The duo has been collaborating for more than 50 years, churning out projects like Mean Streets and Taxi Driver in the 1970s, The Irishman in 2019, and the upcoming Apple original Killers of the Flower Moon. But when De Niro first brought the idea of Raging Bull to Scorsese, the filmmaker wasn't convinced - he actually thought boxing was boring.

"Right before, we'd done Taxi Driver, so I was interested in anything he'd present to me, but... I wasn't affected by the book at all," Scorsese said. "Also, nothing against sports, but having had severe asthma and [being] told I couldn't run, I couldn't do this, I couldn't laugh... I was very sheltered and it kept me from any team sports, which is sad in one way, but on the other hand it made me focus on imagination. I went to a lot of movies."

Despite his initial hesitation, and after being hospitalized following a major health scare, Scorsese came around to the idea of making Raging Bull, realizing he could relate to LaMotta's story after all. "I was lost in way, so I had to start all over again," said the director. "It was a rebirth in a way."
* * * * * * * * *
Return the passage of the text about Scorsese and Raging Bull word for word, starting with "The duo has" and going on through "boxing was boring.".
* * * * * * * * *
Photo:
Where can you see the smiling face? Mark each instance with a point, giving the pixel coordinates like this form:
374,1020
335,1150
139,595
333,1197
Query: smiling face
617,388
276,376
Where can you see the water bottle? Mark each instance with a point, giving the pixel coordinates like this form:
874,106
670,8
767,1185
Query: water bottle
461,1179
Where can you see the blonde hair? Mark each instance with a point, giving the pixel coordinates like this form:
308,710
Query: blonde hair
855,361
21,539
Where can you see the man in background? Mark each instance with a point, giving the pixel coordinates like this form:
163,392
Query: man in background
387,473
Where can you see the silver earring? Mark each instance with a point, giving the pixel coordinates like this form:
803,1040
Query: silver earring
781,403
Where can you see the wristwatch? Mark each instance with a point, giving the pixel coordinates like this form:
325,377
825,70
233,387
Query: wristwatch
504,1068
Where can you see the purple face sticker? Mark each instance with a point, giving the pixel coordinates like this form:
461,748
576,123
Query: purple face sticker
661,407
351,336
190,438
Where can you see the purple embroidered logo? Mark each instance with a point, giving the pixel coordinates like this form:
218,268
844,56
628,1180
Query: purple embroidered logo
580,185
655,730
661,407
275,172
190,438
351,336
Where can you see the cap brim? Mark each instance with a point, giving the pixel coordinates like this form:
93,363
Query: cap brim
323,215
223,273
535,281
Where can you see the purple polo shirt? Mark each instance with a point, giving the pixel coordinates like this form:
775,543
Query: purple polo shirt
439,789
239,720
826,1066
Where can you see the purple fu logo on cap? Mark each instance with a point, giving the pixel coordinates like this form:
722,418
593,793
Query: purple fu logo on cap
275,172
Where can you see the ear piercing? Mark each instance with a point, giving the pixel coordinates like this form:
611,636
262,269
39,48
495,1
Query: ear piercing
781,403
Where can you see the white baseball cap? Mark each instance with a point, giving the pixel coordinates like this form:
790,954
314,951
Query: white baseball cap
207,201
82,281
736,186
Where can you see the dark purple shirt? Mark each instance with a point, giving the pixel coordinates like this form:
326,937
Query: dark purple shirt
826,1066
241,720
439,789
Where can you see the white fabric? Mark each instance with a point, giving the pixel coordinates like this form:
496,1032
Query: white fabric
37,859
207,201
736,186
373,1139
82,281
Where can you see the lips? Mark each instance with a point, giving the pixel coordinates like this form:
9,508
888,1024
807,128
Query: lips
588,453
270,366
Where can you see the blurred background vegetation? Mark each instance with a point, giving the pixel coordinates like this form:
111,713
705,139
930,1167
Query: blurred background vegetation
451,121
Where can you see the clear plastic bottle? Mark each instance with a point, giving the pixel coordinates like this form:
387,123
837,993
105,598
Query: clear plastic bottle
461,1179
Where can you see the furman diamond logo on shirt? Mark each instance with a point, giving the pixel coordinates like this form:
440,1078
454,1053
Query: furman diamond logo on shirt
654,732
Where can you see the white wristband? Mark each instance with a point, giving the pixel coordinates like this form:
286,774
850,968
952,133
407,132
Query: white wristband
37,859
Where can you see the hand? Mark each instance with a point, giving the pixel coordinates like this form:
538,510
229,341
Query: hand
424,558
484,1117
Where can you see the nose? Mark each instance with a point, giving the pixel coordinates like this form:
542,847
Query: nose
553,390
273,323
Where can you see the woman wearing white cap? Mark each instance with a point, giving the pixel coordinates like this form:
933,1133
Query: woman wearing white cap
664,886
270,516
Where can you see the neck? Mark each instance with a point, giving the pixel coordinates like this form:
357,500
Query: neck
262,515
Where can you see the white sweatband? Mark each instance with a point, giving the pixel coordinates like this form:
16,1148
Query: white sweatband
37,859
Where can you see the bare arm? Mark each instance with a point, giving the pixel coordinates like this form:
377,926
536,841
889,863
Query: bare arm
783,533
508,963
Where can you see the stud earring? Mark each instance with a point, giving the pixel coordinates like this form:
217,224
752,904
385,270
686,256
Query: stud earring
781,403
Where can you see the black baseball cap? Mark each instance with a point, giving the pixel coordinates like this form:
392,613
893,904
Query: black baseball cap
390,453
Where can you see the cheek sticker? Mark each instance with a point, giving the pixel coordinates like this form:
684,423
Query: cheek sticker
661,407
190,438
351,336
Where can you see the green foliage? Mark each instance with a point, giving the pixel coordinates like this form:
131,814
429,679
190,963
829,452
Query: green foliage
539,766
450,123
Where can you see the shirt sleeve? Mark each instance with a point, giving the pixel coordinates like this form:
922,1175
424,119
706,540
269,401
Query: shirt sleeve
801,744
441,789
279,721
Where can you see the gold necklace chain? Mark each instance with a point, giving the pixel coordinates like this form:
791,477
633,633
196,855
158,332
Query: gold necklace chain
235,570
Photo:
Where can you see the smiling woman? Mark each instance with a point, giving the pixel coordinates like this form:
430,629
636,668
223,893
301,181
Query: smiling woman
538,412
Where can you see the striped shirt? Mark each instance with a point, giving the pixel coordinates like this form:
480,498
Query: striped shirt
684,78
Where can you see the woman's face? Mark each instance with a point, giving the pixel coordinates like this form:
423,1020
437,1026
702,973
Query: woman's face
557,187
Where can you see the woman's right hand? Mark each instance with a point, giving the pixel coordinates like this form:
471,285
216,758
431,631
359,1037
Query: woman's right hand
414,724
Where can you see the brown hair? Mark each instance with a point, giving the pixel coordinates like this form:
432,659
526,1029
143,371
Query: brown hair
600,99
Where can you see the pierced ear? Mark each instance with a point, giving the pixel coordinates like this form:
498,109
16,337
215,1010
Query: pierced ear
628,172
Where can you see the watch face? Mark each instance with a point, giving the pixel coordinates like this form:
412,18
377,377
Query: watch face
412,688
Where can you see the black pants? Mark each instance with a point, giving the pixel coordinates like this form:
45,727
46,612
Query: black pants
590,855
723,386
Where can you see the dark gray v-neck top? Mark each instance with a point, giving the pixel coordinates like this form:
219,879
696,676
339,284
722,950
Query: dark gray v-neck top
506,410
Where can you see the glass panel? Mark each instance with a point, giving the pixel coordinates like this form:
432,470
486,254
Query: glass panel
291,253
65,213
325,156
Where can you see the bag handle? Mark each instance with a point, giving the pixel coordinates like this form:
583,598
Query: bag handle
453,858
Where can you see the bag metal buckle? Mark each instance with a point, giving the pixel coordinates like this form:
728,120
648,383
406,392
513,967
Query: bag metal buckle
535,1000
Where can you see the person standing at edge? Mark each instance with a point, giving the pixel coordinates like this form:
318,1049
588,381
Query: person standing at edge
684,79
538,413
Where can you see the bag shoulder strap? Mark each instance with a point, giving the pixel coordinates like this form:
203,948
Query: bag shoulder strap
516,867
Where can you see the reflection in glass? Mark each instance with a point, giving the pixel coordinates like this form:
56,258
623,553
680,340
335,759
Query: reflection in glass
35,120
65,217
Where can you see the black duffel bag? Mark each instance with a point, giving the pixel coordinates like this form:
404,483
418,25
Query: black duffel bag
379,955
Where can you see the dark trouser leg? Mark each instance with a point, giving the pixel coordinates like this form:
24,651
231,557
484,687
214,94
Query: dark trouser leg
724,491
* * * * * * * * *
*COMPLETED EXERCISE*
The duo has been collaborating for more than 50 years, churning out projects like Mean Streets and Taxi Driver in the 1970s, The Irishman in 2019, and the upcoming Apple original Killers of the Flower Moon. But when De Niro first brought the idea of Raging Bull to Scorsese, the filmmaker wasn't convinced - he actually thought boxing was boring.